--- Begin ---
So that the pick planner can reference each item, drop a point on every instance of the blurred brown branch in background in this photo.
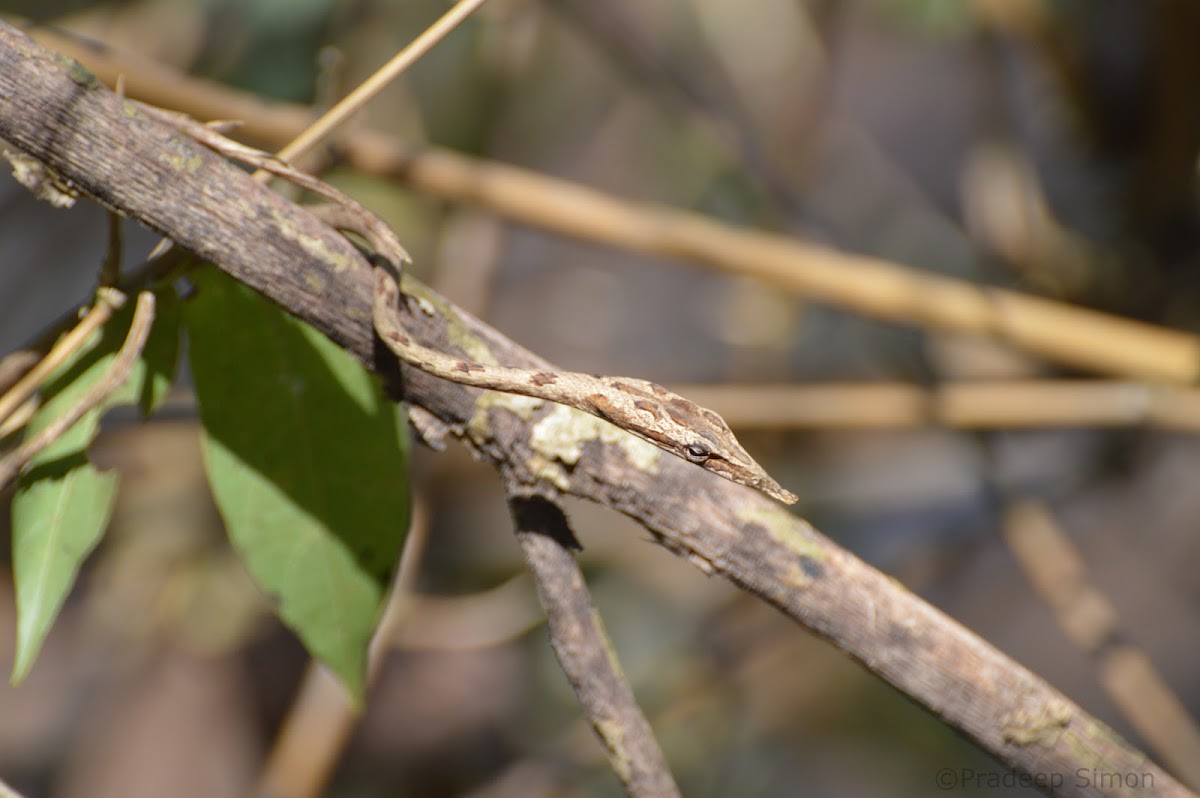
(1056, 569)
(871, 286)
(719, 527)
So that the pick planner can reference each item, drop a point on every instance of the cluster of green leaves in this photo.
(304, 455)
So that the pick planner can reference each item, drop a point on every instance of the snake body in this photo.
(640, 407)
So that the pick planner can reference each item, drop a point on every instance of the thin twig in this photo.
(112, 379)
(864, 285)
(964, 405)
(585, 651)
(372, 85)
(107, 303)
(727, 531)
(1057, 571)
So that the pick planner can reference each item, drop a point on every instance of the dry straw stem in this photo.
(112, 379)
(971, 405)
(870, 286)
(107, 303)
(186, 191)
(1057, 571)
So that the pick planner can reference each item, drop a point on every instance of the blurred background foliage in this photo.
(1039, 144)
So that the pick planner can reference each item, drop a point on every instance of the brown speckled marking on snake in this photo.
(640, 407)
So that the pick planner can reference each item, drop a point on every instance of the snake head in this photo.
(731, 461)
(684, 429)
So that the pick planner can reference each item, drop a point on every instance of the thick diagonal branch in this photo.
(57, 113)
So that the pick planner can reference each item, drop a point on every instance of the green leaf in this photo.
(307, 463)
(63, 504)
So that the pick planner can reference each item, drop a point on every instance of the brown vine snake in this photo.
(645, 409)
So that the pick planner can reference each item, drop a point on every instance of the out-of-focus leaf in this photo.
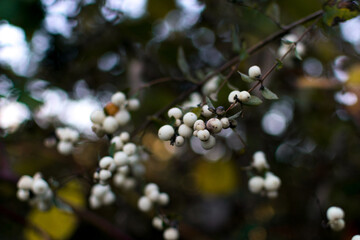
(253, 101)
(273, 11)
(268, 94)
(246, 78)
(336, 11)
(207, 176)
(58, 223)
(29, 101)
(183, 65)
--- End ---
SET TASK:
Reproduce the material in full, word for word, and omit the pictures.

RESULT FOR THIS EXERCISE:
So that the pick planner can reference each item, drop a point on every instance of the blurred brown branch in background in this photo.
(1056, 569)
(871, 286)
(719, 527)
So that the pick planner can reference each item, drop a point on every instance of the cluster of green leaves in this photo.
(304, 455)
So that the pick planner can reference each item, drop a point on every instance of the snake body in this photo.
(640, 407)
So that the pick planner can reference each item, drop a point on every instance of the thin twig in this photo.
(112, 379)
(864, 285)
(964, 405)
(585, 651)
(372, 85)
(107, 303)
(727, 531)
(1057, 571)
So that the pick planner can reference each item, drop a point on every instance of the dry straw stem in this photo.
(112, 379)
(971, 405)
(870, 286)
(107, 303)
(186, 191)
(1057, 571)
So that the pick planner can reference each item, drop a point on every instance of the blurred background foliage in this photo.
(1039, 144)
So that the pick planner can reference each item, drop a point on every instance of the brown speckled marking on snake in this photo.
(640, 407)
So that the pick planner can reference each item, drop a point on every instance of the snake head in this photo.
(731, 461)
(684, 429)
So that the pick planner can reference each item, drop a point on every instance of the thick diagonal branch in this photo.
(57, 113)
So that the pick planner can reference each item, drop a point on every instance of the green leaf in this photo.
(307, 463)
(63, 504)
So that the pick planner can reference each item, drop a point on every instance of the brown vine snake in this photo.
(645, 409)
So that the pick planner can reference each item, drop a point on every instance of the out-of-focus leaf in this photo.
(253, 101)
(273, 11)
(268, 94)
(246, 78)
(336, 11)
(207, 176)
(58, 223)
(29, 101)
(183, 65)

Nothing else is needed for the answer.